What you need to do: Copy out the items below again, renaming every "Query" to "Target" and leaving the rest as it is.

Data to use:
•••

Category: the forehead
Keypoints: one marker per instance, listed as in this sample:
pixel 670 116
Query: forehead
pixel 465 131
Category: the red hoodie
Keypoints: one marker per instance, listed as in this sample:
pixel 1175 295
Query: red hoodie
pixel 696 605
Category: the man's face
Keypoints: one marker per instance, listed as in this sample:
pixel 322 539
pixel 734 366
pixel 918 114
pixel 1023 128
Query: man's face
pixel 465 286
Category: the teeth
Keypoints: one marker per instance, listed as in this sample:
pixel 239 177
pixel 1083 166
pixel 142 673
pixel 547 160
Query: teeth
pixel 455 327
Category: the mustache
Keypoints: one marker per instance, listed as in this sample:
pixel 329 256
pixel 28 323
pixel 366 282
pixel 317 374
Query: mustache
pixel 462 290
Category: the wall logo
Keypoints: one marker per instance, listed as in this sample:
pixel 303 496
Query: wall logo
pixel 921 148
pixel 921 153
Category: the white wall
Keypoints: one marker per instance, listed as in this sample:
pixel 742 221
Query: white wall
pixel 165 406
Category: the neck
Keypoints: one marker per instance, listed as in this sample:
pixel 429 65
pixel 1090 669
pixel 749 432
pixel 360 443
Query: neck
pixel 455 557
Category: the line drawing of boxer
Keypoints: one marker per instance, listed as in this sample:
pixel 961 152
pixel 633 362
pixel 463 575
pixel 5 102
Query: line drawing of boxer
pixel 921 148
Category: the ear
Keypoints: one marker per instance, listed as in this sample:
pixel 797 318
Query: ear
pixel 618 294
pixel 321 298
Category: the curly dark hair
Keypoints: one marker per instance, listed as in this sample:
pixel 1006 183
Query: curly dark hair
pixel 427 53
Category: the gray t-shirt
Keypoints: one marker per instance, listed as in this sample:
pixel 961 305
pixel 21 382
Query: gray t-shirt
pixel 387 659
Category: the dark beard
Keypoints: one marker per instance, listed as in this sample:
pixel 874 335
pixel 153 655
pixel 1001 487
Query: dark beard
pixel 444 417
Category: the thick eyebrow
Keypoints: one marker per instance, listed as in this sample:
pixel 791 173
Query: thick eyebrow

•••

Reply to the exercise:
Category: the forehead
Keypoints: one marker per instance, listed as in this sample:
pixel 670 116
Target: forehead
pixel 465 131
Category: the red hoodie
Keypoints: one marker per instance, listed as in this sample:
pixel 1175 295
Target: red hoodie
pixel 696 605
Category: the man's face
Keypoints: one marker per instance, listed as in this sample:
pixel 322 539
pixel 734 366
pixel 918 114
pixel 1023 128
Target: man's face
pixel 465 286
Category: the teeth
Keypoints: one marker per instance, listed as in this sample:
pixel 239 177
pixel 1083 166
pixel 142 673
pixel 547 160
Target: teeth
pixel 455 327
Category: the mustache
Keypoints: one marker per instance, listed as in this sample:
pixel 329 256
pixel 28 323
pixel 366 282
pixel 317 374
Target: mustache
pixel 462 290
Category: the wall logo
Keypoints: one marker per instance, listed as in this sample:
pixel 303 496
Target: wall logo
pixel 921 148
pixel 921 153
Category: the white wall
Keypoints: one marker per instance, listed as in this sample:
pixel 742 221
Target: white wall
pixel 165 406
Category: the neck
Keypoints: one marker per instance, listed as in this sample:
pixel 429 65
pixel 1090 669
pixel 749 432
pixel 360 443
Target: neck
pixel 455 557
Category: the line drawing of boxer
Keypoints: one marker per instance, listed as in this sample:
pixel 961 152
pixel 633 362
pixel 463 575
pixel 5 102
Target: line drawing of boxer
pixel 921 148
Category: the ear
Keypoints: one marker per instance, listed as in this sample:
pixel 797 318
Target: ear
pixel 618 294
pixel 321 298
Category: the curly dark hair
Keypoints: one marker per instance, listed as in this sample:
pixel 1006 183
Target: curly dark hair
pixel 427 53
Category: the gray t-shirt
Keypoints: one marker per instance, listed as in this sample:
pixel 961 305
pixel 21 382
Target: gray t-shirt
pixel 387 659
Category: the dark beard
Keypoints: one marker per instance, listed as in this sample:
pixel 874 335
pixel 153 655
pixel 1001 487
Target: dark beard
pixel 444 417
Category: the thick eyebrow
Keypoints: one marker per instance, listed as in this sample:
pixel 791 173
Target: thick eyebrow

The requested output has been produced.